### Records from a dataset
* * * * *

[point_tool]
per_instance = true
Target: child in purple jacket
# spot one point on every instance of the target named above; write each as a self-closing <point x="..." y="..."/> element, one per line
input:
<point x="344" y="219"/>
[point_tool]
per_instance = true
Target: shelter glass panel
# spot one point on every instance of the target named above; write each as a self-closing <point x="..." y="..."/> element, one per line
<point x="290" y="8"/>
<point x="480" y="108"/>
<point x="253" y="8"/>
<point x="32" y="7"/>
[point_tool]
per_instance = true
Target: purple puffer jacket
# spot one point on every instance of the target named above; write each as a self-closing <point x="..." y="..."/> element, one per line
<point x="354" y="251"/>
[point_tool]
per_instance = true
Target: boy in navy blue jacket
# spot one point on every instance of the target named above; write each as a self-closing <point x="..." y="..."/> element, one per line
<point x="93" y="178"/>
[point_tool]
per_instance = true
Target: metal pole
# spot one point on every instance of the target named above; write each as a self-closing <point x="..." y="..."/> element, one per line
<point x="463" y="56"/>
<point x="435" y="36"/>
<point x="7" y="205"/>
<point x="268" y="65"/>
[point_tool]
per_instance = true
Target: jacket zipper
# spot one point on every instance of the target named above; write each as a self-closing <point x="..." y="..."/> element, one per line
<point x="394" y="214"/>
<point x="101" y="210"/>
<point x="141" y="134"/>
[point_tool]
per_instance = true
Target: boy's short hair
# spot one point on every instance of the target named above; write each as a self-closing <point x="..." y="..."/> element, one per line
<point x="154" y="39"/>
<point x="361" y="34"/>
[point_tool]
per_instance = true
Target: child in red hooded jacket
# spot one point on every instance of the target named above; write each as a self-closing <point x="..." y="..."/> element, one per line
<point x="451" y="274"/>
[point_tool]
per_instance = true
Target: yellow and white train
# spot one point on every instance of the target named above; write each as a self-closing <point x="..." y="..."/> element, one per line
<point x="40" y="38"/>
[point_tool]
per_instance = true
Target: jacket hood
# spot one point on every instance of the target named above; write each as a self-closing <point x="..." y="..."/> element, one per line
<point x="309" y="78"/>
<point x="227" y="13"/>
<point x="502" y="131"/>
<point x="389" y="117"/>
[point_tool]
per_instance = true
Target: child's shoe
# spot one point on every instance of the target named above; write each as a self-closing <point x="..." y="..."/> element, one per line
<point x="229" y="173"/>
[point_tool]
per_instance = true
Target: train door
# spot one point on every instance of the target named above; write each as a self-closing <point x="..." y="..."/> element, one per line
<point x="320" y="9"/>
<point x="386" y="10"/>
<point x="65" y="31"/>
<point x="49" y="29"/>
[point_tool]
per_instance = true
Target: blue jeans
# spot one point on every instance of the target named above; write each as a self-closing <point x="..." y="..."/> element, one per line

* * * * *

### PROBLEM
Where a line of the records above holds the word "train", copy that line.

### ANSWER BELOW
Target: yellow and white train
Target: train door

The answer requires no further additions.